Problem to solve.
Put every one of the lines below into a Markdown table with two columns, Row and Line. Number the rows in order and leave out any blank lines.
** START Data shown **
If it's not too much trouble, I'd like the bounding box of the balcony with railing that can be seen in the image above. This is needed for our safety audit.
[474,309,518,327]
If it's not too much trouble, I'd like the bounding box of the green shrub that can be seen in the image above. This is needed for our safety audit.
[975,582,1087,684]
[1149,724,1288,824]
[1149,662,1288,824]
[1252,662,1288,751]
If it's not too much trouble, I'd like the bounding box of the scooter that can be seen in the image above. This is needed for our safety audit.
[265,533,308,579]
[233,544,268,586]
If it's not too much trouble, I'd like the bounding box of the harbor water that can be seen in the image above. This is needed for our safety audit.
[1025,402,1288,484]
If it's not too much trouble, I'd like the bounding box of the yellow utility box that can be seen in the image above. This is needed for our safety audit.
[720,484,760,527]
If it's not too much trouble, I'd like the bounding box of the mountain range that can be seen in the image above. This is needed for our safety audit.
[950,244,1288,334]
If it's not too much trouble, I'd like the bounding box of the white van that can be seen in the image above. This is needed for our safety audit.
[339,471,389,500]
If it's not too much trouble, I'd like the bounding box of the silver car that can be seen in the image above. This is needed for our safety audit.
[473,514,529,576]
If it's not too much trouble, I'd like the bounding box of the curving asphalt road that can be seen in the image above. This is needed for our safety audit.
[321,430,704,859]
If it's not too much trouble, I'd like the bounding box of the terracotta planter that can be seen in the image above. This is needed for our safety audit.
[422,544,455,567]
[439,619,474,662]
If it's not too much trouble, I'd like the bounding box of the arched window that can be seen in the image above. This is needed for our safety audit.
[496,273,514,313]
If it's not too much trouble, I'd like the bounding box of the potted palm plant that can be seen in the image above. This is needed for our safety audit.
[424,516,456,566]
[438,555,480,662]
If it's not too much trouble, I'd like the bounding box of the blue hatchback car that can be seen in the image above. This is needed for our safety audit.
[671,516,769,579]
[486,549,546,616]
** END Data shown **
Answer to the problem.
| Row | Line |
|---|---|
| 1 | If it's not too much trouble, I'd like the bounding box of the balcony with railing that can be seen in the image above. This is needed for our safety audit. |
| 2 | [474,309,518,327] |
| 3 | If it's not too much trouble, I'd like the bounding box of the green shrub that can be seen in the image above. This is needed for our safety audit. |
| 4 | [975,582,1087,684] |
| 5 | [1149,724,1288,824] |
| 6 | [1149,662,1288,824] |
| 7 | [1252,662,1288,751] |
| 8 | If it's not too much trouble, I'd like the bounding box of the scooter that can be seen in the image above. This is needed for our safety audit. |
| 9 | [265,533,308,579] |
| 10 | [233,544,268,586] |
| 11 | If it's not too much trouble, I'd like the bounding box of the harbor water that can be seen in the image above. This is needed for our safety audit. |
| 12 | [1025,402,1288,484] |
| 13 | If it's not too much trouble, I'd like the bounding box of the yellow utility box that can be seen in the image above. This is needed for our safety audit. |
| 14 | [720,484,760,527] |
| 15 | If it's not too much trouble, I'd like the bounding box of the mountain range that can be seen in the image above. This is needed for our safety audit. |
| 16 | [950,244,1288,334] |
| 17 | If it's not too much trouble, I'd like the bounding box of the white van that can be seen in the image above. This is needed for our safety audit. |
| 18 | [339,471,389,500] |
| 19 | If it's not too much trouble, I'd like the bounding box of the silver car that can be seen in the image above. This is needed for our safety audit. |
| 20 | [473,514,529,576] |
| 21 | If it's not too much trouble, I'd like the bounding box of the curving asphalt road that can be seen in the image above. This is needed for our safety audit. |
| 22 | [321,430,704,859] |
| 23 | If it's not too much trouble, I'd like the bounding box of the terracotta planter that can be seen in the image above. This is needed for our safety audit. |
| 24 | [422,544,455,567] |
| 25 | [439,619,474,662] |
| 26 | If it's not too much trouble, I'd like the bounding box of the arched window that can be seen in the image above. This is needed for our safety audit. |
| 27 | [496,273,514,313] |
| 28 | If it's not too much trouble, I'd like the bounding box of the potted palm plant that can be seen in the image above. This is needed for our safety audit. |
| 29 | [424,516,456,566] |
| 30 | [438,555,480,662] |
| 31 | If it's not too much trouble, I'd like the bounding box of the blue hatchback car that can be seen in the image above. This is needed for our safety audit. |
| 32 | [671,516,769,579] |
| 33 | [486,549,546,616] |